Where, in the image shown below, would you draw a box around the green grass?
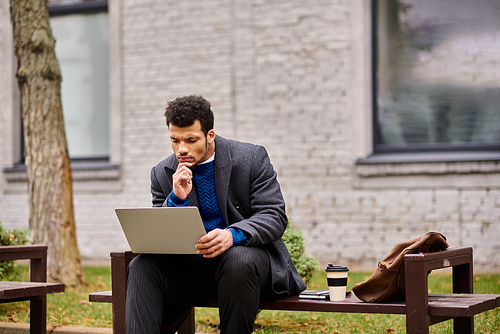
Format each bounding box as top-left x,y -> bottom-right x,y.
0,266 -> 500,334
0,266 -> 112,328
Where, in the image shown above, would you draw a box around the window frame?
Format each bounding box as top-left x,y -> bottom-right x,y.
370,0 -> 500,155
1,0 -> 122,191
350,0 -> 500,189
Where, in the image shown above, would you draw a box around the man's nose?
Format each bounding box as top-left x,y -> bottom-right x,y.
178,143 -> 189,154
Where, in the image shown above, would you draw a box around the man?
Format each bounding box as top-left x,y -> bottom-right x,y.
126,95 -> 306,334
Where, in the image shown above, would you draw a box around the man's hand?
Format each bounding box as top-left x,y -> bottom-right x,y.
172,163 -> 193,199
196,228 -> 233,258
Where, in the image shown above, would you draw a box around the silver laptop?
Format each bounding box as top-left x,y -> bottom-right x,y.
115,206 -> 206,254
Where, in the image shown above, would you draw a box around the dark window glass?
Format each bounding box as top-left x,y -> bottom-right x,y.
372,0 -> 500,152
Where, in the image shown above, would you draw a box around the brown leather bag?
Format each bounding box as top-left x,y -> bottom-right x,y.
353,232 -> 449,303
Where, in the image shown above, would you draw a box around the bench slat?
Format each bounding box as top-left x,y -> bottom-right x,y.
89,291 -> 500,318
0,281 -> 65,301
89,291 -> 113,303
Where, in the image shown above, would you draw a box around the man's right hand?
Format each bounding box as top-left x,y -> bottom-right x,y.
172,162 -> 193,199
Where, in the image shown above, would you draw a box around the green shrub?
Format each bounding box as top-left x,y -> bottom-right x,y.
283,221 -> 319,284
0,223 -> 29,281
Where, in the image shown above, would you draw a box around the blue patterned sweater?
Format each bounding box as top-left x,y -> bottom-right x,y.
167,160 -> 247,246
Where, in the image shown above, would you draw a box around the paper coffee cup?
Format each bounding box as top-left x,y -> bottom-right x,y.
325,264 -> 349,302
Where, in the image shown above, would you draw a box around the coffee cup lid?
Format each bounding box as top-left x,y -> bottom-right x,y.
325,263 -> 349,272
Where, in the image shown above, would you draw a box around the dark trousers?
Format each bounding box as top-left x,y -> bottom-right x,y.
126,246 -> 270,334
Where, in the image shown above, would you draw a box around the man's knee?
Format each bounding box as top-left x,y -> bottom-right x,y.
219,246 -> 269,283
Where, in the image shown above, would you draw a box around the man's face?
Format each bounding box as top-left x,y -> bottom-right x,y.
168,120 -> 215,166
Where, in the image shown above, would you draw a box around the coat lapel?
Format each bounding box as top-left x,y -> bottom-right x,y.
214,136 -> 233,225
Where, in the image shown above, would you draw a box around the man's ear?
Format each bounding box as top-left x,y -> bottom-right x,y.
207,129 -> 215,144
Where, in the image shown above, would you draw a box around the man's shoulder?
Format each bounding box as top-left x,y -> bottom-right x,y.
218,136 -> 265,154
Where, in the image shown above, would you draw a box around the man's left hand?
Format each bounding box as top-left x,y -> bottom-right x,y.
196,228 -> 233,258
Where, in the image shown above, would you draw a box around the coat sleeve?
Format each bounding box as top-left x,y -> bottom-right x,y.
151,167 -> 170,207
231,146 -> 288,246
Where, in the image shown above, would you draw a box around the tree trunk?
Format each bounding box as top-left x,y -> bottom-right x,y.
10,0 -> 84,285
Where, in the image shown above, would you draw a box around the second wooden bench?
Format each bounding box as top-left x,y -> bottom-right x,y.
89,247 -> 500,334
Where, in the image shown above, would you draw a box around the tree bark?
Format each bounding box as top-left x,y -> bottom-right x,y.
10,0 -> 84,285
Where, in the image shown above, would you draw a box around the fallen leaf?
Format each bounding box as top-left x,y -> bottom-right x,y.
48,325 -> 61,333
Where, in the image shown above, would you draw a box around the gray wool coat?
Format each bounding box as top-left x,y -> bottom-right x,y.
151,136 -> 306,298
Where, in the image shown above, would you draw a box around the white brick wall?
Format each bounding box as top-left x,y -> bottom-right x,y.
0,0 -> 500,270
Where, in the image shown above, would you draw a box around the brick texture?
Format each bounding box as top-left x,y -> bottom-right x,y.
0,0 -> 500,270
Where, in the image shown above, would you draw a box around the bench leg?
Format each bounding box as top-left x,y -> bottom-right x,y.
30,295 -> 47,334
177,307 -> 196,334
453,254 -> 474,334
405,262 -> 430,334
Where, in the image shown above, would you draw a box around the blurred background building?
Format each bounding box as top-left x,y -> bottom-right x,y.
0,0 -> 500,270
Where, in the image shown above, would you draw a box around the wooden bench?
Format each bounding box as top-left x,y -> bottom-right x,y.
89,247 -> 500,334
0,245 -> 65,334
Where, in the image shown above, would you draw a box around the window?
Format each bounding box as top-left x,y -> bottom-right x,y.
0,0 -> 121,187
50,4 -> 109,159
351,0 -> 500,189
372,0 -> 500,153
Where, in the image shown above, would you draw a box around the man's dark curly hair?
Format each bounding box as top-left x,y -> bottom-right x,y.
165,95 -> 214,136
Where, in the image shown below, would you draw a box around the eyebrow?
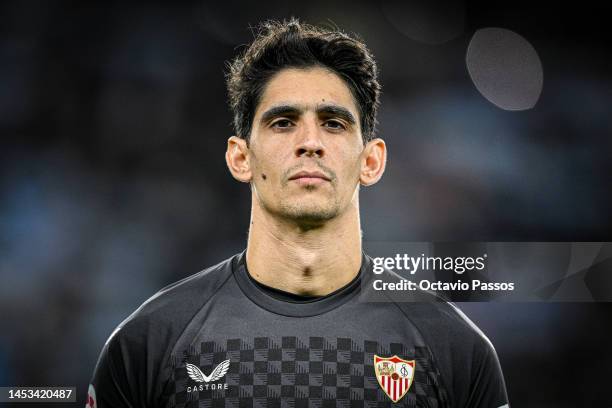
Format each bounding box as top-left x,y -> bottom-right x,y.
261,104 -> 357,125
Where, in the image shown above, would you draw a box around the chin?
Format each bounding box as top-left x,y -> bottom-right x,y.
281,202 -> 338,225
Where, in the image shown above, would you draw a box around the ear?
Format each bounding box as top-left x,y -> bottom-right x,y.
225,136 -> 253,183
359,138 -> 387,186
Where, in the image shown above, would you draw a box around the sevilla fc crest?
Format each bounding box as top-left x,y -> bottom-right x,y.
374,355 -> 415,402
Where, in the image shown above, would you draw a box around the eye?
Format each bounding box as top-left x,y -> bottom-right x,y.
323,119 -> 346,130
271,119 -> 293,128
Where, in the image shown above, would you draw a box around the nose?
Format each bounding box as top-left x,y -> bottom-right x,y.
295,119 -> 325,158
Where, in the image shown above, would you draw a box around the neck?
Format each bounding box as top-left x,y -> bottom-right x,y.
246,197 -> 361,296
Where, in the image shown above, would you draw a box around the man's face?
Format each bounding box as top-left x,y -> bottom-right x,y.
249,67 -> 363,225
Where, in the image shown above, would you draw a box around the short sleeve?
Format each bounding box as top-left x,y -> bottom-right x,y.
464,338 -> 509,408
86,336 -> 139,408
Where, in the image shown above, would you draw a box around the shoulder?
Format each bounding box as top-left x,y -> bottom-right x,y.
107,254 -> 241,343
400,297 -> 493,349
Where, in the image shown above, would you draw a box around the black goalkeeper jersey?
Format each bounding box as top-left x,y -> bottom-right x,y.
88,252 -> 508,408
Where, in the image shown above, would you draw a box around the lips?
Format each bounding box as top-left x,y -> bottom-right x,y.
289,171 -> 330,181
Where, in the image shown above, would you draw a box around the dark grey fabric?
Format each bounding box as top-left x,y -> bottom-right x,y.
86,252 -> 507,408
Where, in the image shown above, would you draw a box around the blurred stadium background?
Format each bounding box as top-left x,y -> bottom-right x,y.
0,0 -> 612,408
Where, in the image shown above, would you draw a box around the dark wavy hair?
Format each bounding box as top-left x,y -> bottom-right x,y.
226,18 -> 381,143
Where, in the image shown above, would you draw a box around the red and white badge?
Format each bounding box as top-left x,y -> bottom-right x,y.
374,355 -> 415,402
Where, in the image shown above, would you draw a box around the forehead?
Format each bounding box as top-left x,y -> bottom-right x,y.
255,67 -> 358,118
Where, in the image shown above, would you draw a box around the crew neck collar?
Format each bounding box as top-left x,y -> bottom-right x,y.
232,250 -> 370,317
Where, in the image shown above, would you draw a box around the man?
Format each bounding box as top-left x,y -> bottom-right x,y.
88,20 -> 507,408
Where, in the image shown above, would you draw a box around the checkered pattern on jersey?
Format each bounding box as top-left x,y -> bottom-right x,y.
────
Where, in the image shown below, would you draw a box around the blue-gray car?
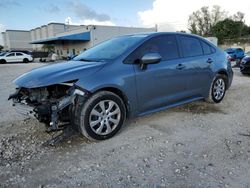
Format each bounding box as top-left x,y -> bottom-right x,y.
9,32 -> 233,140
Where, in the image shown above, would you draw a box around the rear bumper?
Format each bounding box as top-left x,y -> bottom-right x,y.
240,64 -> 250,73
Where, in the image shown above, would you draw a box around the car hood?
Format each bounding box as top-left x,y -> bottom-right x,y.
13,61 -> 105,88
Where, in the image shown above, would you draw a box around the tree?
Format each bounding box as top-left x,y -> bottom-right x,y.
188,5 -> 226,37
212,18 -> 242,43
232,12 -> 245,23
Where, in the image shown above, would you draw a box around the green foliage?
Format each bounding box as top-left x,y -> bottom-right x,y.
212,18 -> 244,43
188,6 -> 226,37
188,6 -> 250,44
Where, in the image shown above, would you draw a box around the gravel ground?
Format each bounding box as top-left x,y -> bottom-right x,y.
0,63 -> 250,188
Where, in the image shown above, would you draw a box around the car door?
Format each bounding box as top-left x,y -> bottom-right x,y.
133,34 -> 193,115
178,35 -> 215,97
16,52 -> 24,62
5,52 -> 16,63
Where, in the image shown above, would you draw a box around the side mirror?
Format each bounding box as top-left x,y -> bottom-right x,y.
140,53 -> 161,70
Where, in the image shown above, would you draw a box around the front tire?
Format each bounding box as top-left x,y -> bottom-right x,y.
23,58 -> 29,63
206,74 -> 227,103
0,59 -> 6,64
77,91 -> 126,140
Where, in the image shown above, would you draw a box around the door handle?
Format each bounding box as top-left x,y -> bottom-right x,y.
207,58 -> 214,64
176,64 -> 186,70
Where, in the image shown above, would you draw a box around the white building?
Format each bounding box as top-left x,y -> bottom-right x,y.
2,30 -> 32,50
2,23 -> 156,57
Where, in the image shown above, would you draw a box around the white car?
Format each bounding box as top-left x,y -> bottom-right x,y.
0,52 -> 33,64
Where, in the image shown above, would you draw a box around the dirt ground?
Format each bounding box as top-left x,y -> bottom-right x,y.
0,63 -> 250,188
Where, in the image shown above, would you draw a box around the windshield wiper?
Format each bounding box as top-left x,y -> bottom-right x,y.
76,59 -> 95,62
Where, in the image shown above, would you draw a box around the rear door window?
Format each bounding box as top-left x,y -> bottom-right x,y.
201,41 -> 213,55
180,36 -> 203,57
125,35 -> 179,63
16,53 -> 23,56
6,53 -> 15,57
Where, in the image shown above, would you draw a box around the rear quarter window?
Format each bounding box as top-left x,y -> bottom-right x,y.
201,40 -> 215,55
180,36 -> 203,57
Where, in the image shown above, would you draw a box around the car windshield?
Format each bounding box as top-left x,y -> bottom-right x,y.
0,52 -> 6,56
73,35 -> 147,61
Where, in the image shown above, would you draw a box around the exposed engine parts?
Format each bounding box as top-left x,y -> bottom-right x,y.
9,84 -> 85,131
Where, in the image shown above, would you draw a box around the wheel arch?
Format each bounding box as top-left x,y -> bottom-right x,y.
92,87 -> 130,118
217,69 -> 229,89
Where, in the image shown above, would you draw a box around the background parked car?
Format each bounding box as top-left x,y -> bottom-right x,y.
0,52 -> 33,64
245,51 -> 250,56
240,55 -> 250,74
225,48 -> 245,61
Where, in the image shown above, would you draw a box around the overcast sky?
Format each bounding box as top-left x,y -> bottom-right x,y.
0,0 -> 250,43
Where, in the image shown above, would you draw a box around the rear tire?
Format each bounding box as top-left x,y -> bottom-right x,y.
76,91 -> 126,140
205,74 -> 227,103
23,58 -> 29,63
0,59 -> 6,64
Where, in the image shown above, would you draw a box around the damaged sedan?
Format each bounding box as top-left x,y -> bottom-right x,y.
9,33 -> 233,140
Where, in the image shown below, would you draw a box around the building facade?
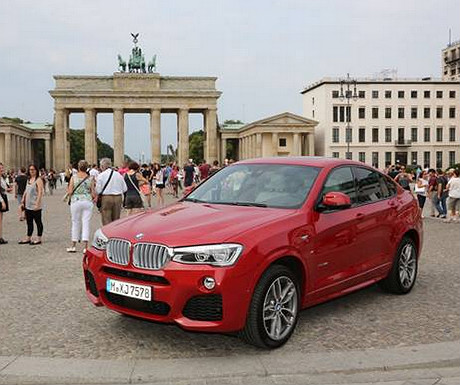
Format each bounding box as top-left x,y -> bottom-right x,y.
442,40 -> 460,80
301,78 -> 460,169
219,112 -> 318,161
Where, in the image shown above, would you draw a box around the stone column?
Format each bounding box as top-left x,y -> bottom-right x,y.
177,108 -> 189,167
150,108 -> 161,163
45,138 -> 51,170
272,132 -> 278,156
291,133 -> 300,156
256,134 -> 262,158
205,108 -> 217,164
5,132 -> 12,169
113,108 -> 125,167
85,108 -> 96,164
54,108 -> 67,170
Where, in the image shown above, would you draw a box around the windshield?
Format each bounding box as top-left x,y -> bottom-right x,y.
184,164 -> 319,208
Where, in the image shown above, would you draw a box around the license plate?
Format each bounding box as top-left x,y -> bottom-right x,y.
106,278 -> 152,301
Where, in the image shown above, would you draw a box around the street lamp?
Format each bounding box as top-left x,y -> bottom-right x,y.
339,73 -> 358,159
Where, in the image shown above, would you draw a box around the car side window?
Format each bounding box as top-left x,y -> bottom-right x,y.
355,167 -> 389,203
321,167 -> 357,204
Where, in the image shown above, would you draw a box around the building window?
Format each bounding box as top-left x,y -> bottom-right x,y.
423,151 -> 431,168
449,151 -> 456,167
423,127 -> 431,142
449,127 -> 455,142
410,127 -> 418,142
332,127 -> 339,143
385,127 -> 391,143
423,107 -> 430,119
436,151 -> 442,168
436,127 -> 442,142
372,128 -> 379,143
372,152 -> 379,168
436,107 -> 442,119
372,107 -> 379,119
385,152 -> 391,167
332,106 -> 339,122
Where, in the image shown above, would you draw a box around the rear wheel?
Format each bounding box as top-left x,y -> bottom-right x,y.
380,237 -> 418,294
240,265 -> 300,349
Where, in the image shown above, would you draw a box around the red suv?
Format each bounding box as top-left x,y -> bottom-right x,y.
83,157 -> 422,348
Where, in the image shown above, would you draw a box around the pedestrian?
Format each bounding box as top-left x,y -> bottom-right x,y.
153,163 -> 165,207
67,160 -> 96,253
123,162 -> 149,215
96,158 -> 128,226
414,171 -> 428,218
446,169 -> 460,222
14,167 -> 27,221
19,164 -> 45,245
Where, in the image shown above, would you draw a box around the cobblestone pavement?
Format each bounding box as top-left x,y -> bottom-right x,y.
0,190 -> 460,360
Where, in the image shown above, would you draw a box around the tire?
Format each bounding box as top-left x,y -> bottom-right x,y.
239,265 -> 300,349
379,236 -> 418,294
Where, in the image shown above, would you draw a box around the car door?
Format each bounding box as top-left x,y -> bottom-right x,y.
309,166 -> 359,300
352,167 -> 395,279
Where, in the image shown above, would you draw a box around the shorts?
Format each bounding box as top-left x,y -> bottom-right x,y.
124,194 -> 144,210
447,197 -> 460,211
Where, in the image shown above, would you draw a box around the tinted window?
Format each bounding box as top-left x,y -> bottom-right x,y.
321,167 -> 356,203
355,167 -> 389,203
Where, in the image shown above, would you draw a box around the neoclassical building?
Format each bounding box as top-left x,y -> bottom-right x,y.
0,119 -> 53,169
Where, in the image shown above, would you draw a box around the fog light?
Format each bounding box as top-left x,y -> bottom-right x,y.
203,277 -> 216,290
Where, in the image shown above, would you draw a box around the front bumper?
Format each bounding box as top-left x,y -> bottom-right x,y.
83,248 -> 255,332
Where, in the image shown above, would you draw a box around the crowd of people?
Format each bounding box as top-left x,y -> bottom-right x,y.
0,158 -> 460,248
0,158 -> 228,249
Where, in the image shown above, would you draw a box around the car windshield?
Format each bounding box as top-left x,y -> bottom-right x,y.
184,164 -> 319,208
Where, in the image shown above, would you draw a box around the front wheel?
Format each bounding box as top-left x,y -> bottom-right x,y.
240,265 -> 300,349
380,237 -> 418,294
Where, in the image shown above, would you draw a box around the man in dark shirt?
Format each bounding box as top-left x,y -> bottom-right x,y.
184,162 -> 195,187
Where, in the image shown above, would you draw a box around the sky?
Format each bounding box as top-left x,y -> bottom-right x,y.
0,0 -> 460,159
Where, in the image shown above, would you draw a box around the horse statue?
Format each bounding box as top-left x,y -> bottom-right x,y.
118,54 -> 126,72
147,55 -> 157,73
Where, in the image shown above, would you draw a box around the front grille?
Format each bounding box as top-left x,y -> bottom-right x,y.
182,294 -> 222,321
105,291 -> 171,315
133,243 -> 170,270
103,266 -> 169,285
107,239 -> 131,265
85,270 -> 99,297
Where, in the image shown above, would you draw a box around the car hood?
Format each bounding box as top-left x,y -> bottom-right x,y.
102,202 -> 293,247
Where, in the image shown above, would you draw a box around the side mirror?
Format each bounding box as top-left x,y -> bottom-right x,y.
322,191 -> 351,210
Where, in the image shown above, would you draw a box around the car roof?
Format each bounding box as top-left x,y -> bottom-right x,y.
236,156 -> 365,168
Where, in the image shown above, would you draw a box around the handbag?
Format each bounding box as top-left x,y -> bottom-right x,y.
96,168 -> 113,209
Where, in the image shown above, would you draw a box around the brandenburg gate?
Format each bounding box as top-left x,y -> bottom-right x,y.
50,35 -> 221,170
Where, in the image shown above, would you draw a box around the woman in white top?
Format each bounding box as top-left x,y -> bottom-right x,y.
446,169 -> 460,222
────
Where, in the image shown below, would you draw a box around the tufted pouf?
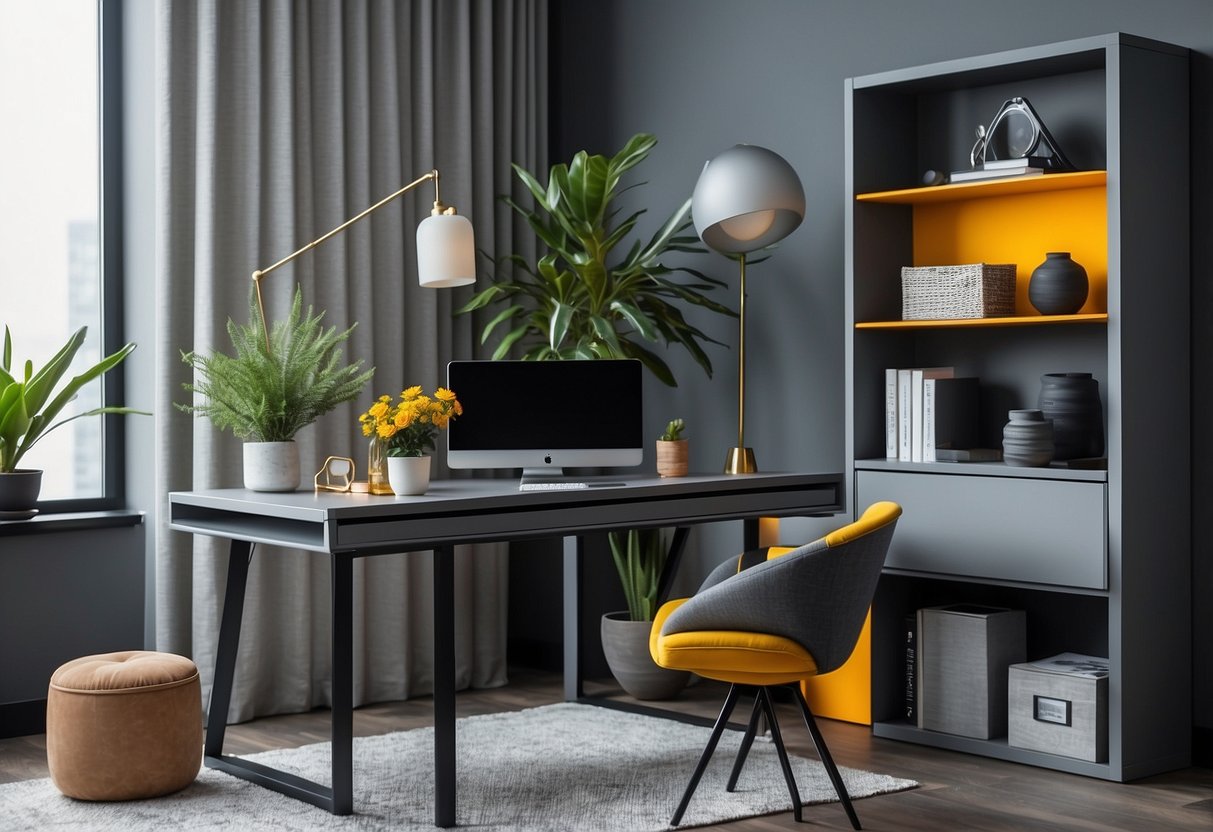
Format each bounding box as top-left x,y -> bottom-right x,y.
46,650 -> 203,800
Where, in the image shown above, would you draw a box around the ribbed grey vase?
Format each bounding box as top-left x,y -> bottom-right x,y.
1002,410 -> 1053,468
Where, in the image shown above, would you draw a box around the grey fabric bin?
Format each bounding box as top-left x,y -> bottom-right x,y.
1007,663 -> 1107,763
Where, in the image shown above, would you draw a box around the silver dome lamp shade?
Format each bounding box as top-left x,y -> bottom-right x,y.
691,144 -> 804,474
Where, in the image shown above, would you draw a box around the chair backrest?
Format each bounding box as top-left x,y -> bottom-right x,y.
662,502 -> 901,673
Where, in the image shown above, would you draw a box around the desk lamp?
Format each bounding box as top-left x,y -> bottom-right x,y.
────
PROBLEM REQUIREMENTS
Reproduce word for word the lines from the one containing "rear door window?" through the one containing "9,84 -> 85,131", with both of those lines included.

REPLY TO THE TASK
Where, in the image shown above, would you draw a box around the rear door window?
Format each bounding box as top-left x,y -> bottom-right x,y.
201,41 -> 213,55
180,36 -> 203,57
125,35 -> 179,63
16,53 -> 23,56
6,53 -> 15,57
Where, in the image shown above, would you draw a box around the rear quarter window?
Format each bounding box as top-left x,y -> bottom-right x,y.
201,40 -> 215,55
180,36 -> 203,57
Where, in the image shown above, would you draw a box around the car windshield?
Format each bounding box as top-left x,y -> bottom-right x,y.
0,52 -> 6,56
73,35 -> 147,61
Where, in the image shown above, would you draw a box around the exposed engine parts?
Format each bounding box as top-left x,y -> bottom-right x,y.
9,84 -> 85,131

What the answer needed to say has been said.